##### STUDY MATERIAL
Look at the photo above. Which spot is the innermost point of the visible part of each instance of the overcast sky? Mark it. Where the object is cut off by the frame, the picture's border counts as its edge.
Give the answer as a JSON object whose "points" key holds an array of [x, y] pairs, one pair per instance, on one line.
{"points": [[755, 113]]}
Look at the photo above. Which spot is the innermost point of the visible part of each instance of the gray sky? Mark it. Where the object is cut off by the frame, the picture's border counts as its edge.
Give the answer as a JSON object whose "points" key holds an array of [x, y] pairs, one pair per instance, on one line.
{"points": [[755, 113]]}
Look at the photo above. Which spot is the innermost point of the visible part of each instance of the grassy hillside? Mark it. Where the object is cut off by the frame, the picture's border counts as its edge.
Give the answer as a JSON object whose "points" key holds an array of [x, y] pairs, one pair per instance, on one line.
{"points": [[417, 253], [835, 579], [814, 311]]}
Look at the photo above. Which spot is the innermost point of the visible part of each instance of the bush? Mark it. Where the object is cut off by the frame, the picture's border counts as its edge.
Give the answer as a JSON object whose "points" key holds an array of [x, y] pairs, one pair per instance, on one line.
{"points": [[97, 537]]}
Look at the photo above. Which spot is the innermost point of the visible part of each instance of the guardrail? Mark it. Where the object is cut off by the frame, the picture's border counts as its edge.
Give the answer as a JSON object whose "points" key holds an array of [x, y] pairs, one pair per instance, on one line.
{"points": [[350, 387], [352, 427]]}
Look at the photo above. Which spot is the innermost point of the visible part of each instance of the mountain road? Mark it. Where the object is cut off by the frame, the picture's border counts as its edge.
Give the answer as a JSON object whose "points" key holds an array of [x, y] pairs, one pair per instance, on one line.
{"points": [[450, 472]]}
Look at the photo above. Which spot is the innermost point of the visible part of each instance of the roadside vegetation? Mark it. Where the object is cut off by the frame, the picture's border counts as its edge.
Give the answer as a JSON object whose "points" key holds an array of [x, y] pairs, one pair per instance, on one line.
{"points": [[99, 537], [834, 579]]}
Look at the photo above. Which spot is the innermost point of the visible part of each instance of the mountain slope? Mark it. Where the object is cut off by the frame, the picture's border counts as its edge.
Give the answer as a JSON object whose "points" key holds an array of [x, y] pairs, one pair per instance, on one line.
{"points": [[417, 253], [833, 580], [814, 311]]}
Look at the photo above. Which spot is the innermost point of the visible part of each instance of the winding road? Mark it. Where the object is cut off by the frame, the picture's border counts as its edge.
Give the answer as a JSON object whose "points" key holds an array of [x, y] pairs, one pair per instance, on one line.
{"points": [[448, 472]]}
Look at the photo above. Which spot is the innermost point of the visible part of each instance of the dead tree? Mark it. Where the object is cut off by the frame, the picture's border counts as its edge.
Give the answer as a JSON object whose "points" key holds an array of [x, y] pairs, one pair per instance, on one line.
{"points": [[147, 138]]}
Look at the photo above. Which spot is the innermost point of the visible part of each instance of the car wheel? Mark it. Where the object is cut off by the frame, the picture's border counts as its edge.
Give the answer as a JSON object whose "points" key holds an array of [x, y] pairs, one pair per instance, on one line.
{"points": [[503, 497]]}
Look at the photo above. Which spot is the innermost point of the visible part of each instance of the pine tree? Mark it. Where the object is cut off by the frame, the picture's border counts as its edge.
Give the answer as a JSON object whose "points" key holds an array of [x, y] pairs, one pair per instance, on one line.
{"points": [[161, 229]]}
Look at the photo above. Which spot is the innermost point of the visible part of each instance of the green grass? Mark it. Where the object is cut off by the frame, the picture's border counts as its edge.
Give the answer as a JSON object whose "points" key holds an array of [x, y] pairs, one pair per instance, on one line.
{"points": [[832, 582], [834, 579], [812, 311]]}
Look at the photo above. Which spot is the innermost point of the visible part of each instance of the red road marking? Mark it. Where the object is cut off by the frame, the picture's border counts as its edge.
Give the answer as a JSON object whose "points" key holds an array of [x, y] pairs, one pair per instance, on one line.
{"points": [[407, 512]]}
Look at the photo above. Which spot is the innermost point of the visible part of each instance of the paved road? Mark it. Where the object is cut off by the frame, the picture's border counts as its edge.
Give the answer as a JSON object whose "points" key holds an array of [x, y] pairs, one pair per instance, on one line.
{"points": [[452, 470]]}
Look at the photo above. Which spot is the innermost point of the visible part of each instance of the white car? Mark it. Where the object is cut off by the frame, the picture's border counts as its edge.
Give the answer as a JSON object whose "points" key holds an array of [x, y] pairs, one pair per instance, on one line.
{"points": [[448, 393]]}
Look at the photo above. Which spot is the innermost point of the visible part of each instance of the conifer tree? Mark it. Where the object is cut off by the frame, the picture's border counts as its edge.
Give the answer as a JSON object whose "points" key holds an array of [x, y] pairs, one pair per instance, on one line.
##########
- [WORK INSTRUCTIONS] Copy out the full listing exactly.

- [RESPONSE BOX]
Look at the photo above. Which spot is the innermost point of the visible part of each instance of the overcast sky? Mark it. Where the object is cut off by the frame, the picture's border counts as its edge.
Give the answer as a JSON object whose "points" key holds an array of [x, y] pairs, one pair per instance, on one line.
{"points": [[755, 113]]}
Look at the photo above. Which spot is the innermost point of the visible part of each instance of the gray sky? Mark it. Where the object is cut off by the frame, the picture's border counts as its edge.
Give the answer as a JSON object whose "points" key holds an array of [x, y] pairs, one pair per instance, on one line.
{"points": [[755, 113]]}
Look at the photo above. Which spot is the innermost point of the visible part of each instance of the grassy hillside? Mark it. Where the object is cut off by the frame, the picture's border counts as its edge.
Give the answer as a JSON object whose "points" key holds an array of [x, y] pairs, one pair per instance, on one line.
{"points": [[417, 253], [835, 579], [814, 311]]}
Look at the photo above. Which spot is the innermost point of the visible part of each instance of the bush? Mark it. Where the object is cut off by the frame, the picture's border counts as its edge.
Give the answer as a JSON object whose "points" key holds an array of [x, y] pairs, one pair per instance, on one line.
{"points": [[97, 537]]}
Look at the photo above. Which spot is the innermost point of the visible part of each instance of the guardrail? Mark it. Where the object is cut off by the frame, the picture's border counts as its edge.
Give the answer as a JSON object whose "points" key holds an array of [x, y] pairs, one pair per instance, on one line.
{"points": [[350, 387], [352, 427]]}
Look at the photo above. Which spot is the innermost point of the visible part of each instance of the mountain road? Mark it. Where the object is cut off by the frame, the picture's border counts as its edge.
Give the answer as a JSON object whose "points" key holds an array of [x, y] pairs, one pair per instance, on one line.
{"points": [[450, 472]]}
Look at the photo above. Which spot is the innermost point of the visible part of each instance of the roadside vegetation? Mark it. Where the object is cut off by the frame, the picture's border counts as its edge.
Give the answer as a JSON object whose "points" key holds an array of [x, y] pairs, one pair per instance, on one line.
{"points": [[99, 537], [834, 579]]}
Look at the photo above. Which spot is the innermost point of the visible part of each instance of the mountain slope? Mark it. Where the object is cut off by the frame, the picture's border counts as its edge.
Give the answer as a JSON object whose "points" key holds an array of [x, y] pairs, one pair per instance, on one line.
{"points": [[417, 253], [833, 580], [814, 311]]}
Look at the photo above. Which spot is the innermost point of the visible part of each instance of the winding road? Mark it. Where the object is cut off by the frame, the picture's border counts as its edge.
Give the answer as a JSON object whose "points" key holds an array of [x, y] pairs, one pair per instance, on one line.
{"points": [[448, 472]]}
Look at the photo above. Which spot is the innermost point of the visible part of each instance of the dead tree? Mark it. Where the object is cut off by the frame, the picture's border counts as its edge.
Give the answer as a JSON object whose "points" key holds an array of [x, y] pairs, one pair per instance, on one line.
{"points": [[147, 138]]}
Look at the photo above. Which spot is the innermost point of the visible part of each instance of the car wheel? Mark it. Where the object is cut off by the frame, the picture's border counts as its edge.
Give the answer as a JSON object whose "points" key holds an array of [x, y] pairs, one pair per instance, on one line.
{"points": [[503, 497]]}
Look at the photo above. Which spot is the innermost point of the visible part of each instance of the pine tree? Mark it. Where the object is cut off by the frame, the picture's border counts as its edge.
Give the answer as a JSON object whose "points" key holds an array of [x, y] pairs, one pair per instance, on one line.
{"points": [[161, 229]]}
Look at the photo above. Which spot is the innermost point of the visible part of each instance of the green grass? Mark it. Where the object is cut off by the frame, the picture's border counts as its edge.
Give the answer as a JSON object whose "points" key holds an array of [x, y] pairs, one pair per instance, on one line.
{"points": [[832, 582], [834, 579], [812, 311]]}
Look at the photo above. Which spot is the innermost point of the visible part of each instance of the red road marking? Mark it. Where the object is cut off by the frame, the picture's border counts as its edge.
Give the answer as a JSON object whose "points" key holds an array of [x, y] pairs, one pair per instance, on one line.
{"points": [[407, 512]]}
Look at the photo above. Which spot is the innermost point of the visible part of each instance of the paved road? Mark it. Where the object is cut off by the frame, the picture's border counts as its edge.
Give the answer as a JSON object whose "points" key holds an array of [x, y] pairs, one pair per instance, on one line.
{"points": [[452, 470]]}
Look at the photo above. Which spot is the innermost point of the visible part of each instance of the white car? Mark it. Where the object is cut off by the frame, the picture's border counts as its edge.
Give the answer as a JSON object whose "points" key holds an array of [x, y] pairs, one pair per instance, on one line.
{"points": [[448, 393]]}
Look at the photo above. Which spot is the innermost point of the visible part of each instance of the conifer tree? Mark it. Where the object is cut off by the frame, the picture's border counts as its edge.
Give the answer as a JSON object whose "points" key holds an array of [x, y] pairs, one pair per instance, on one line.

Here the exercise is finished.